> **DATA LINES**:
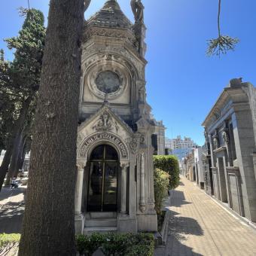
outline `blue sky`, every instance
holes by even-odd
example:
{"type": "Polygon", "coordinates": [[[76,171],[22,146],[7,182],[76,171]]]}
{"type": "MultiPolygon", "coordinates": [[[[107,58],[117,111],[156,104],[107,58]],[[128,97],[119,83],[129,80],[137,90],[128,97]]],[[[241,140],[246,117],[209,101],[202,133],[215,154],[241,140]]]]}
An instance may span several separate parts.
{"type": "MultiPolygon", "coordinates": [[[[85,17],[98,11],[105,0],[92,0],[85,17]]],[[[142,0],[145,6],[148,61],[146,72],[148,101],[166,135],[191,137],[203,145],[201,123],[229,81],[243,78],[256,84],[256,1],[222,1],[222,33],[241,41],[226,56],[206,56],[206,40],[217,36],[218,0],[142,0]],[[157,2],[157,3],[156,3],[157,2]]],[[[133,20],[130,0],[118,0],[133,20]]],[[[48,1],[30,0],[32,8],[47,16],[48,1]]],[[[17,8],[27,0],[2,0],[0,48],[2,39],[14,36],[23,18],[17,8]]],[[[47,20],[47,19],[46,19],[47,20]]],[[[11,53],[7,53],[8,59],[11,53]]]]}

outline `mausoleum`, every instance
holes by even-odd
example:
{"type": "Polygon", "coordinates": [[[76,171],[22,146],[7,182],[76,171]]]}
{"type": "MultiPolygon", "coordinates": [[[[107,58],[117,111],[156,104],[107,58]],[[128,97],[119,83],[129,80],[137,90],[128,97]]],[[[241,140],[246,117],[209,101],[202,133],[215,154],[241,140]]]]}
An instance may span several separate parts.
{"type": "Polygon", "coordinates": [[[157,231],[146,101],[144,6],[135,23],[105,2],[84,32],[75,194],[77,233],[157,231]]]}

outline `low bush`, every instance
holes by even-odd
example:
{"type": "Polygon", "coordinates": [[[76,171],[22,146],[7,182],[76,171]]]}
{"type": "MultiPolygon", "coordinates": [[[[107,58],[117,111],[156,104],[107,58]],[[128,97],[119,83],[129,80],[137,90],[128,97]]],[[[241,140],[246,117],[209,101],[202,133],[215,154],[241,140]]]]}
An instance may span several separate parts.
{"type": "Polygon", "coordinates": [[[154,209],[157,215],[161,214],[163,200],[167,197],[169,175],[160,169],[154,171],[154,209]]]}
{"type": "Polygon", "coordinates": [[[0,255],[8,255],[11,249],[18,246],[20,239],[18,233],[0,234],[0,255]]]}
{"type": "Polygon", "coordinates": [[[154,166],[169,175],[169,188],[174,189],[179,183],[179,168],[178,158],[175,156],[154,156],[154,166]]]}
{"type": "Polygon", "coordinates": [[[100,248],[106,256],[153,256],[154,236],[150,233],[93,233],[76,236],[77,251],[80,255],[90,256],[100,248]]]}

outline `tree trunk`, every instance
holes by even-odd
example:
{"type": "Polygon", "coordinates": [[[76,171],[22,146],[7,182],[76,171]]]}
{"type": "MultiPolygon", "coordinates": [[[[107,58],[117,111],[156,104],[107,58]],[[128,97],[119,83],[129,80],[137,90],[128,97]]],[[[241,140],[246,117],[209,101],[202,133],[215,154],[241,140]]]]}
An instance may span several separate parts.
{"type": "Polygon", "coordinates": [[[0,167],[0,192],[2,190],[2,187],[5,181],[6,172],[8,169],[12,150],[13,147],[12,145],[11,145],[8,146],[8,148],[7,148],[3,161],[2,162],[2,165],[0,167]]]}
{"type": "Polygon", "coordinates": [[[14,178],[15,172],[15,167],[17,165],[17,162],[19,159],[19,154],[21,148],[21,142],[22,141],[22,135],[20,133],[18,133],[15,136],[14,144],[13,147],[13,151],[11,154],[11,159],[10,163],[10,166],[8,169],[8,172],[7,174],[6,181],[5,183],[5,187],[10,187],[12,178],[14,178]]]}
{"type": "Polygon", "coordinates": [[[75,255],[75,187],[84,0],[51,0],[20,256],[75,255]]]}
{"type": "Polygon", "coordinates": [[[19,170],[22,169],[23,163],[24,162],[24,157],[26,154],[25,145],[26,145],[26,136],[23,136],[20,147],[20,151],[18,155],[18,159],[16,162],[15,168],[14,168],[14,177],[17,178],[19,175],[19,170]]]}

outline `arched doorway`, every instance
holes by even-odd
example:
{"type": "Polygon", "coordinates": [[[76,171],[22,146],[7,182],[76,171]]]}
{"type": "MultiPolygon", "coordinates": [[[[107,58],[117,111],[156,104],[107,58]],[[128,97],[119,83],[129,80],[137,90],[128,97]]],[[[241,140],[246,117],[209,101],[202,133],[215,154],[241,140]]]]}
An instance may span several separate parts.
{"type": "Polygon", "coordinates": [[[93,149],[90,157],[88,212],[116,212],[119,157],[108,145],[93,149]]]}

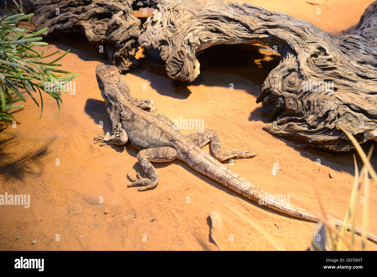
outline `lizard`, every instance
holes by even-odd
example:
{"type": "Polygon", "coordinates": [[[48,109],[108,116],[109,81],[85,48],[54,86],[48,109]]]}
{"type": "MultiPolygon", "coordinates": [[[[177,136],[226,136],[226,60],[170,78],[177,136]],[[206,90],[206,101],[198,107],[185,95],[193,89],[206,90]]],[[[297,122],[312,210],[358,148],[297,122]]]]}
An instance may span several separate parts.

> **AIM**: Which lines in the records above contain the string "every", counting only matches with the same case? Show each such line in full.

> **COMPLETED TASK**:
outline `blue sky`, every instance
outline `mausoleum`, every instance
outline `low bush`, every instance
outline `tree trunk`, every instance
outline `arched doorway`, every instance
outline `lizard`, every instance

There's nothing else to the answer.